### Task requirements
1 > Name the departments that, according to the intern post, the training program involves interns in.
2 > How many interns does the intern post say the office decided to hire this summer?
3 > From the intern post, quote word for word the passage starting with "We typically have" and going on through "for all of us.".

Archives for May 2014

Intern Season is upon us again!

We have just gone through our intern screening process for this summer.  Again, Dave at our office did a great job of weeding through all the people he has met and all the resumes he received to find a great bunch of candidates.  I’m very impressed by the people in college today.  They are bright and articulate.  They are learning so many wonderful concepts and participating in so many interesting projects.

We typically have one intern for the summer.  We have them go through a training program that gets them involved in all departments (sales, operations, shop and field) to give them a good sense of what we do.  We then have them tackle a small project for the last couple of weeks.  This gives them a good bullet point for their resume.

We had so many good candidates, we decided to hire 3 interns!  This will be an interesting summer for all of us.

So, here is the question.  If you had a young bright person at your disposal, what would you have them do?  This is such a test of our creativity and our ability to delegate.  If you listen to a lot of interns talk about their experience, it can be very frustrating.  They are excited to come in and learn what you have to offer and then when they show up, they are relegated to some meaningless task that anyone could do.  So, what is on the plate for this year?  Here are some of the ideas I’ve come up with:

  1. Learn the software we use to program our CNC machines.  Do time studies on our current fabrication methods.  Research different tooling to see what impact that would have on the times.  We never seem to have the time to really experiment with this but our intern would!  Single flute, double flute, triple fluted mill bits?  Lets get the empirical evidence and put this one to bed once and for all!
  2. Now that you know the CNC software, build our door hardware fabrication library.  Program all the parts in the library, test the programs, and have the door department approve them.  We are in the process of switching from the Fidal in the door department to the Quadra in Shop A and it is hard to find the time to do this on top of all the other projects we are doing.

### Data section
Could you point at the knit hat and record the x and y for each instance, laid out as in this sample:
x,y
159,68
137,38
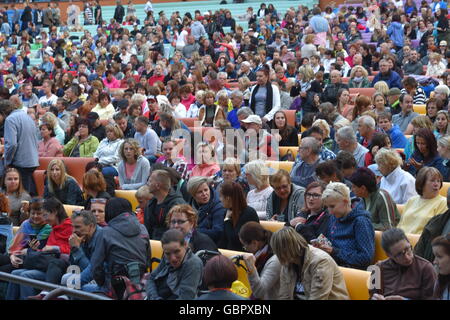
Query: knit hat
x,y
394,92
115,207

### Responses to the tasks
1 > Sales, operations, shop, and field.

2 > Three interns.

3 >
We typically have one intern for the summer.  We have them go through a training program that gets them involved in all departments (sales, operations, shop and field) to give them a good sense of what we do.  We then have them tackle a small project for the last couple of weeks.  This gives them a good bullet point for their resume.

We had so many good candidates, we decided to hire 3 interns!  This will be an interesting summer for all of us.